Directive 1: Transcribe the stretch from "begnext - The" through "(uid or euid)" in the article on top's data structures below.

Document:
Part 3 - Data Structures

top relies on several structures to organize and cache data needed during computation. I'll separate the data structure discussion in to two groups: Those defined exclusively within top, and those included from external sources (i.e. C/POSIX standard structures). I'll focus more on the top-specific structures since they are unique, but the external standard structures are generally more useful to understand.

top-specific structures

These are the data structures defined and used exclusively within top

Fields [FLD_t]

The FLD_t structure to track task list fields

A field structure represents a single column of information in the task list. All possible fields are defined as a global array and accessed by the task window.

Three of five members deal directly with data display:

width - The character count of the field. -1 is variable, usually text. 0 is computed at runtime.
scale - Represents the magnitude of the number (Kb, Mb, Gb, etc)
align - Visual alignment, left or right

The other two members have specialized usage:

sort - The sort function used to order by this fields. (See part 6)
lflag - The /proc source (usually stat, status, statm, or specialized)

Task Window [WIN_t]

The WIN_t structure to track window data

The task windows are the most complex custom structure in top, performing many roles from holding configurations, referencing accessing many globals, tracking screen dimensions, and caching process data. top defines four Windows as globals.

Important members to know:

**ppt - The proc_t array used by the window
pflgsall[] - Tracks fields being displayed in the window
procflgs[] - Holds behavior flags for the active fields
rc - Window configuration specifics (see RCW_t below)

Window view management variables:

begnext - The offset to apply to task list on next update
begpflg - The first visible point in pflgsall[]
begtask - The first task visible in ppt[]
endpflg - The visible ending point in pflgsall[]
usrselflg - Flag for include or exclude (e)uid matches
usrseltyp - The type of user to match (uid or euid)

Working data:
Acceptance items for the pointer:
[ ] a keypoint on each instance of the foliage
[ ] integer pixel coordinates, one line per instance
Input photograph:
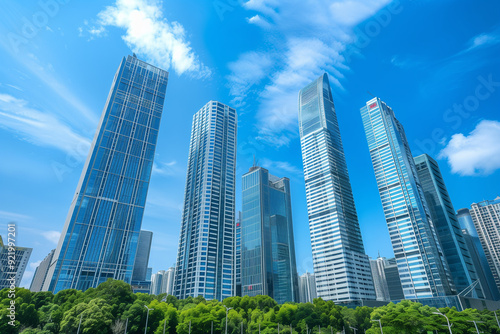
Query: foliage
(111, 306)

Directive 2: Rewrite every line of the listing above, requests included, with each point coordinate in its answers multiplied by 0.35 and rounded to a whole number, halves rounding up. Leave out the pictures.

Written solution 1:
begnext - The offset to apply to task list on next update
begpflg - The first visible point in pflgsall[]
begtask - The first task visible in ppt[]
endpflg - The visible ending point in pflgsall[]
usrselflg - Flag for include or exclude (e)uid matches
usrseltyp - The type of user to match (uid or euid)

Written solution 2:
Acceptance items for the pointer:
[ ] a keypoint on each instance of the foliage
[ ] integer pixel coordinates, one line per instance
Input photograph:
Query: foliage
(39, 107)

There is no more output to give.